- [The problem]: Take the data that sits below and write it out again exactly.

- [Information shown]:
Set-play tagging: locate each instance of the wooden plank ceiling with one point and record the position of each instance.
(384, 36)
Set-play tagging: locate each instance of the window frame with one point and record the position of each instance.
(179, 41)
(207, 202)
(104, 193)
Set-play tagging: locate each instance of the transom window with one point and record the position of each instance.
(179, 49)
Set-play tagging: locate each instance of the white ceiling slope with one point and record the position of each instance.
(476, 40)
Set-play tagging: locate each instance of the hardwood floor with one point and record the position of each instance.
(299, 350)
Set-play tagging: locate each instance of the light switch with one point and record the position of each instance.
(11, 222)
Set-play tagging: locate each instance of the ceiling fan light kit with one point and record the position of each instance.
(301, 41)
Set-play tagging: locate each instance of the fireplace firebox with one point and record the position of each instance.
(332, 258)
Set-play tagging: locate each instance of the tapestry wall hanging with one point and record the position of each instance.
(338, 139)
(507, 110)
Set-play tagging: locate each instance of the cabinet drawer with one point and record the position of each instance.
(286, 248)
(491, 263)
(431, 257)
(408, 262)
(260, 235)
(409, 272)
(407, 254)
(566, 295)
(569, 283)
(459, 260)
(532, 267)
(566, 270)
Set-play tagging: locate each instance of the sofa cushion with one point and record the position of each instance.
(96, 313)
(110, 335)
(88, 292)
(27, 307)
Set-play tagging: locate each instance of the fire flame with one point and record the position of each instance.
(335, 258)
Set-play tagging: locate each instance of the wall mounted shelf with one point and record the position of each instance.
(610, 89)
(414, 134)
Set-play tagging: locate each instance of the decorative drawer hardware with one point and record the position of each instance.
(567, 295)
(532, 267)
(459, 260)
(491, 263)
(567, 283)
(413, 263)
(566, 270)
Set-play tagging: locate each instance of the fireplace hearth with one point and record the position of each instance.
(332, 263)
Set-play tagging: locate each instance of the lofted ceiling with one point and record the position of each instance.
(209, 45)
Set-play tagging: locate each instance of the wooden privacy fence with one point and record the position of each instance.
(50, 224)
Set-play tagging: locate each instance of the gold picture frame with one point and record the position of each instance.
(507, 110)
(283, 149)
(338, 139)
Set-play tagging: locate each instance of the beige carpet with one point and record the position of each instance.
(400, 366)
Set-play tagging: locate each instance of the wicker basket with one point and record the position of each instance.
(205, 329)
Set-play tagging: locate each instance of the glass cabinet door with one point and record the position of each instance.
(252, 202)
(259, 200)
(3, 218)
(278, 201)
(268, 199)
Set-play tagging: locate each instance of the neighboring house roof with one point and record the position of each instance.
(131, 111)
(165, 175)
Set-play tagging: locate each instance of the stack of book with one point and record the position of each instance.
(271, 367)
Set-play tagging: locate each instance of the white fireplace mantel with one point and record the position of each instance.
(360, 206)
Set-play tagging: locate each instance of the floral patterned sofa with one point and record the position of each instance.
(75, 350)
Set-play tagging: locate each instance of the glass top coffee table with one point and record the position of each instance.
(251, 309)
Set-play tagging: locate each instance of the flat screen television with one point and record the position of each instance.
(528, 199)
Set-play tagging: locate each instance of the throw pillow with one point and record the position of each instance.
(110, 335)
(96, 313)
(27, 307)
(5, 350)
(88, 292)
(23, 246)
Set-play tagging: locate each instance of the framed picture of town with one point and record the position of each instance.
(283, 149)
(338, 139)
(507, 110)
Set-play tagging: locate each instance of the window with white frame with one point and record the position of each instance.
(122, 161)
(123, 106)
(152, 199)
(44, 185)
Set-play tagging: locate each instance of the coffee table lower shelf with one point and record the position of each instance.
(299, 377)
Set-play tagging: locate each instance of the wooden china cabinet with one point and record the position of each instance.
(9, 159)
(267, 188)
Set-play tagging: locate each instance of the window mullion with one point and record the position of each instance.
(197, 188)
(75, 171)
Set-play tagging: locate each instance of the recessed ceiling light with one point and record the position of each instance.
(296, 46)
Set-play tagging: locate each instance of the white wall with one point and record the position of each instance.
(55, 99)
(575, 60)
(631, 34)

- [Completed exercise]:
Set-play tagging: locate each instance of the wooden plank ceiling with one point and record the position of each instance.
(384, 36)
Set-play tagging: locate each instance of the window frame with one point and record the position of each instance.
(179, 41)
(207, 202)
(104, 193)
Set-play tagging: locate each instance of the transom window with one point and record the position of each instance.
(179, 49)
Set-play tagging: locate each instance of the white ceiling slope with one point and record the position of each instance.
(476, 40)
Set-play tagging: locate each instance of the hardwood floor with one point and record the position of each instance.
(299, 350)
Set-play tagging: locate each instance of the light switch with one point and record the position of each instance.
(11, 222)
Set-play tagging: locate each instance of the ceiling fan light kit with one point and record the position of each instance.
(301, 41)
Set-play tagging: locate each instance of the fireplace firebox with one point and record the position of each instance.
(332, 258)
Set-play tagging: locate each instance of the tapestry wall hanging with one point and record the position of each instance.
(338, 139)
(507, 110)
Set-play tagging: locate each instance of the cabinet drawer with one point and record the position of each instance.
(286, 248)
(491, 263)
(431, 257)
(408, 262)
(260, 235)
(409, 272)
(407, 254)
(566, 295)
(569, 283)
(459, 260)
(532, 267)
(566, 270)
Set-play tagging: locate each instance of the sofa cushion with one point and record the position of each instance.
(96, 313)
(110, 335)
(88, 292)
(27, 307)
Set-play tagging: locate each instance of the fire flame with one point and record the position of each instance.
(335, 258)
Set-play tagging: locate each instance of the wall mounted shelf with one point and record the position of each instance.
(610, 89)
(414, 134)
Set-play tagging: locate each instance of the decorative drawer hardware with one point and record the position of each instance.
(567, 295)
(532, 267)
(459, 260)
(491, 263)
(567, 283)
(413, 263)
(566, 270)
Set-play tagging: locate each instance of the fireplace hearth with one point and record the position of each instance.
(332, 263)
Set-play tagging: locate each instance of the lofted ceiling with one point and record the position of each instance.
(209, 45)
Set-play tagging: locate each instance of the wooden privacy fence with one point and record the position of each instance.
(50, 224)
Set-play tagging: locate each instance of the gold picture frame with one point and record the position of each instance.
(507, 110)
(283, 149)
(338, 139)
Set-play tagging: locate each instance of the beige carpet with one point and record the position of each instance.
(400, 366)
Set-play tagging: locate each instance of the wicker basket with one point and record the position of each instance.
(205, 329)
Set-play tagging: locate each instance of the glass cabinet door with one point and record the position of each instance.
(252, 202)
(259, 200)
(3, 218)
(278, 201)
(268, 199)
Set-play tagging: locate each instance of the neighboring house roof with one point and record the position of each instance.
(131, 111)
(165, 175)
Set-play tagging: locate each instance of the stack of book with one point and record the position of each instance.
(271, 367)
Set-play tagging: locate each instance of the white fireplace mantel with one point and record the position of each instance.
(360, 206)
Set-play tagging: locate each instance of the floral patterned sofa with one point and record the position of each instance.
(75, 350)
Set-play tagging: locate each instance of the glass top coffee table with one point and record the position of each instance.
(251, 309)
Set-play tagging: locate each instance of the flat screen television with one point and record the position of each instance.
(528, 199)
Set-play tagging: locate each instance of the throw pillow with one point and record the position of each instance.
(110, 335)
(96, 313)
(27, 307)
(5, 350)
(88, 292)
(23, 246)
Set-play tagging: locate each instance of the framed picture of town with one point and record the position of each instance.
(283, 149)
(338, 139)
(507, 110)
Set-play tagging: locate each instance of the window with white frame with one point and record the position of each instance.
(122, 161)
(123, 106)
(152, 199)
(44, 185)
Set-play tagging: locate each instance of the coffee table lower shelf with one point and record the position of each instance.
(299, 377)
Set-play tagging: locate each instance of the wooden china cabinet with one point and record the position of each instance.
(9, 159)
(267, 188)
Set-play tagging: locate each instance of the window mullion with one point and record the position of each instance.
(197, 188)
(75, 171)
Set-play tagging: locate each instance of the recessed ceiling light with one point and record the position of each instance.
(296, 46)
Set-play tagging: locate each instance of the white wall with one point and record the position of each instance.
(55, 99)
(575, 60)
(631, 34)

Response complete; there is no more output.